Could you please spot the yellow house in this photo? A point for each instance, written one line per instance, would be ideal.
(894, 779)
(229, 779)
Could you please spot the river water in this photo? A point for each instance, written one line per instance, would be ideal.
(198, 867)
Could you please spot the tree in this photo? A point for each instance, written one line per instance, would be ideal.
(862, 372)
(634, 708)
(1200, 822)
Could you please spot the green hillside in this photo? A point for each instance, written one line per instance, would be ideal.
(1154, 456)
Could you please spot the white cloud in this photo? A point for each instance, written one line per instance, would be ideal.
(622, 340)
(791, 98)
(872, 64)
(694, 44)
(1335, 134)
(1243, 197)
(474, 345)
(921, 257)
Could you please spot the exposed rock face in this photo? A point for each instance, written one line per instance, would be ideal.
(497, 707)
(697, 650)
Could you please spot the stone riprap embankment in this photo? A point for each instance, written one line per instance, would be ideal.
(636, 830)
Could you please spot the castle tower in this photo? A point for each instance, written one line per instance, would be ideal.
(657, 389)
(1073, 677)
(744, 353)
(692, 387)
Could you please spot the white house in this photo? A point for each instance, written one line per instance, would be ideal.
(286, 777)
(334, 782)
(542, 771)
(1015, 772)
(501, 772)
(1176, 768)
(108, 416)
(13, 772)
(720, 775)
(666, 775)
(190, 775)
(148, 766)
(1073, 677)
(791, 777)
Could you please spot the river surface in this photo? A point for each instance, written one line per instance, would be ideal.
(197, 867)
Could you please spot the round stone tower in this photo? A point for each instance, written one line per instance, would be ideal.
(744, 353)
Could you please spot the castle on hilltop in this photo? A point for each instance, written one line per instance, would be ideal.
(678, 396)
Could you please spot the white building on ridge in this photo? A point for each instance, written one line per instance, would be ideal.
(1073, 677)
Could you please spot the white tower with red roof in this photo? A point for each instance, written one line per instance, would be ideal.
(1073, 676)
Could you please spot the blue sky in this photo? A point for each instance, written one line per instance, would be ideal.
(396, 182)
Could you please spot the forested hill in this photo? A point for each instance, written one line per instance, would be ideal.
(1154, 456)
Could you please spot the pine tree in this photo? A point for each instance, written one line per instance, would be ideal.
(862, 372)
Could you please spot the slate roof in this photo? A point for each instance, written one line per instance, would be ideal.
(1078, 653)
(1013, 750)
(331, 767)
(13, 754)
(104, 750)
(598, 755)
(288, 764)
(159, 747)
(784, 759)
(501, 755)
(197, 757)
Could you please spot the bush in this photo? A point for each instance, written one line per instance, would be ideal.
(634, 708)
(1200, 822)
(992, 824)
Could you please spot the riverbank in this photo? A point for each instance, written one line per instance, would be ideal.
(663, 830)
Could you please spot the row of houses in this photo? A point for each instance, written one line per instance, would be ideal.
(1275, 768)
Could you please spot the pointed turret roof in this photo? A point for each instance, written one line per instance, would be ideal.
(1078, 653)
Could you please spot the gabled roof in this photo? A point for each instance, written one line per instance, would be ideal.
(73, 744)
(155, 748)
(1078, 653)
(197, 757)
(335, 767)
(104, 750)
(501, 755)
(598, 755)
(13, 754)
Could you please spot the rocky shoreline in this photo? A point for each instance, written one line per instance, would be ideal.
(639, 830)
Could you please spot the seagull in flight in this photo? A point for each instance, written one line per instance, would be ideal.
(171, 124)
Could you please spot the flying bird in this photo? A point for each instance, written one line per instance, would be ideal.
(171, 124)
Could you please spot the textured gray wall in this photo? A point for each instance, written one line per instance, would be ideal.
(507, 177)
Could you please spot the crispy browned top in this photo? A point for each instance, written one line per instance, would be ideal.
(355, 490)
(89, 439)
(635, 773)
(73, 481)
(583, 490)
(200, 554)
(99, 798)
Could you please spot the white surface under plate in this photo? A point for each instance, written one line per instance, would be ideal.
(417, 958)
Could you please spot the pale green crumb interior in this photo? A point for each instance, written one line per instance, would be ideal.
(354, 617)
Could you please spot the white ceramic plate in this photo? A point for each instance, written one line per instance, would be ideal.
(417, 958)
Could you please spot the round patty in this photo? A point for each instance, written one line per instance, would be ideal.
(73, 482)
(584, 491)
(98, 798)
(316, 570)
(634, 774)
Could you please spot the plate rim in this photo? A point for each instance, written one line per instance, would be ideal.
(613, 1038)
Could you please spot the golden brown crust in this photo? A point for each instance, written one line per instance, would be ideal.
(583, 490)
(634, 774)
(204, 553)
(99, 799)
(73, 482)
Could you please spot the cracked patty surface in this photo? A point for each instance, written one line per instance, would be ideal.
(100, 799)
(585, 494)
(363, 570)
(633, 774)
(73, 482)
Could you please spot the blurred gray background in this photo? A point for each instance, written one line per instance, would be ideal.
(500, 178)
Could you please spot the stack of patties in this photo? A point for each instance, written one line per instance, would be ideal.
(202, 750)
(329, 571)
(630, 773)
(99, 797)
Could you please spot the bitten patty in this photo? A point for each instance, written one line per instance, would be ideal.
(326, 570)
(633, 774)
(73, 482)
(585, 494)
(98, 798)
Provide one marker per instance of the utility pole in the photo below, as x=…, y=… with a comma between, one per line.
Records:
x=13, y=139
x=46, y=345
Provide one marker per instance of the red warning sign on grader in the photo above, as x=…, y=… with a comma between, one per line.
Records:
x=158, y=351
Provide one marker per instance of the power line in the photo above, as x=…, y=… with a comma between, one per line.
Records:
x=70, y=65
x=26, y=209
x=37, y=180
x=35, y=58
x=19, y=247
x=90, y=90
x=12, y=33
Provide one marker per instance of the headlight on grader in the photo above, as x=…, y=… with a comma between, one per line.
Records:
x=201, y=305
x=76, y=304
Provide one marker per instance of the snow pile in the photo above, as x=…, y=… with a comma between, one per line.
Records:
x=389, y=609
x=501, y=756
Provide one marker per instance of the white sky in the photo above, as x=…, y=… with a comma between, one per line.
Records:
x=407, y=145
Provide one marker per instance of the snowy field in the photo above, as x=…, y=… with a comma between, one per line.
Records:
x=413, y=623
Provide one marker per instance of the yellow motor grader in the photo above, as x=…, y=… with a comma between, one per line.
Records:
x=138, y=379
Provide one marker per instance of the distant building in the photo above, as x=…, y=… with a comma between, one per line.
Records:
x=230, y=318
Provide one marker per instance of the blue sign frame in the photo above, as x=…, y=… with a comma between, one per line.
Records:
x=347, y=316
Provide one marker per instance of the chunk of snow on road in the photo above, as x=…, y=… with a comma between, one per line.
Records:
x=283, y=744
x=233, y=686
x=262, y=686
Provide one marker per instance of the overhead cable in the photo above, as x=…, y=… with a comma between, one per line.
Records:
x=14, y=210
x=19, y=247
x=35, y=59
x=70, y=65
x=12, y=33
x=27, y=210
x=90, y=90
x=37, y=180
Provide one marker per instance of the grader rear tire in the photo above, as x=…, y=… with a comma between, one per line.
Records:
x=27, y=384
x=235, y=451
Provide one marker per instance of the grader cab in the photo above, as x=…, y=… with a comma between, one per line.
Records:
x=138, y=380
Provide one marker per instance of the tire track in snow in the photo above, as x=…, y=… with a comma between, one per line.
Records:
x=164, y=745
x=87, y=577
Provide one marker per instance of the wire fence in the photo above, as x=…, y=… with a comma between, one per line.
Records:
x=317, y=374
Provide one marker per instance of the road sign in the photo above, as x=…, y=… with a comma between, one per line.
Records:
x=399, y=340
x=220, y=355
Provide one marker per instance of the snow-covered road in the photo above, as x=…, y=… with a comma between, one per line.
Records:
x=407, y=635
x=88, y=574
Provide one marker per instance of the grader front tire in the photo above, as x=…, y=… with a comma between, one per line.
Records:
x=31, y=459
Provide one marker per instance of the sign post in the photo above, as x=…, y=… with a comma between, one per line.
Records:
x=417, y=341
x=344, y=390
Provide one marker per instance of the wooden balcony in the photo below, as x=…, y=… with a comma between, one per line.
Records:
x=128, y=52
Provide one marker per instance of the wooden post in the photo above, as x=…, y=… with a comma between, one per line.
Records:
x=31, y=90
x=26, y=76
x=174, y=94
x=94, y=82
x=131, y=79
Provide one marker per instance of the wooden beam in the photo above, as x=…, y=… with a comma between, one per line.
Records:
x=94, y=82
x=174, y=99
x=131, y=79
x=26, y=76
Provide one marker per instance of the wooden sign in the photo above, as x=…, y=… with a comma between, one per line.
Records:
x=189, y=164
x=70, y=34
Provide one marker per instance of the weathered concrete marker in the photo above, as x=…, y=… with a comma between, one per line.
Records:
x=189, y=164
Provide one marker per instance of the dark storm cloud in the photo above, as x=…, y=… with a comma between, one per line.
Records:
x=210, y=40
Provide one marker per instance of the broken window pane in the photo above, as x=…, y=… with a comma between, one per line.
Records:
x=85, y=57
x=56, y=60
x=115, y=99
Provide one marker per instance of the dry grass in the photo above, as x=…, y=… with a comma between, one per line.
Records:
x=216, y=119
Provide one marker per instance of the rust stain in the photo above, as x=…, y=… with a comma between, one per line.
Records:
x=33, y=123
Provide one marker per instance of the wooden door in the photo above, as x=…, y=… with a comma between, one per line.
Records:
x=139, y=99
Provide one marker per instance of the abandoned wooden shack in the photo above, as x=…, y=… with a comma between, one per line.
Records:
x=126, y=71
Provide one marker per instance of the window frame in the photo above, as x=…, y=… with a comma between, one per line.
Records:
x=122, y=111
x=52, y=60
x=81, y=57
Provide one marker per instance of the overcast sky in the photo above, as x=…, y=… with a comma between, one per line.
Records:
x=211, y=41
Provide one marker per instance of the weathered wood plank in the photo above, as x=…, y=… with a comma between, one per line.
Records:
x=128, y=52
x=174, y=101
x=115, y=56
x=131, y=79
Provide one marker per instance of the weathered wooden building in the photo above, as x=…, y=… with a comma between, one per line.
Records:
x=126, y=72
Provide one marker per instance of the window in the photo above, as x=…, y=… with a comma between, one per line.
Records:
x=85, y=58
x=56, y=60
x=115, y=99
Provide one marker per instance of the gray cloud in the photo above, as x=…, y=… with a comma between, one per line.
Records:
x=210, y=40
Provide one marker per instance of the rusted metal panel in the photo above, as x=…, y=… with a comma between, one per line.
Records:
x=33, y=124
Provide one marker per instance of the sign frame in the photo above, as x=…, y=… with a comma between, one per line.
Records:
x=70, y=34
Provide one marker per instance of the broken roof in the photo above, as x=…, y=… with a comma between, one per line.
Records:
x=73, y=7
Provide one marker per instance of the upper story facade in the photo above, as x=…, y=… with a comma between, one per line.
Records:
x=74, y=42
+ + + + +
**WHAT YOU ARE ASKED TO DO**
Each line above that contains the word "below" counts once; give the total and no other text.

**FINAL ANSWER**
2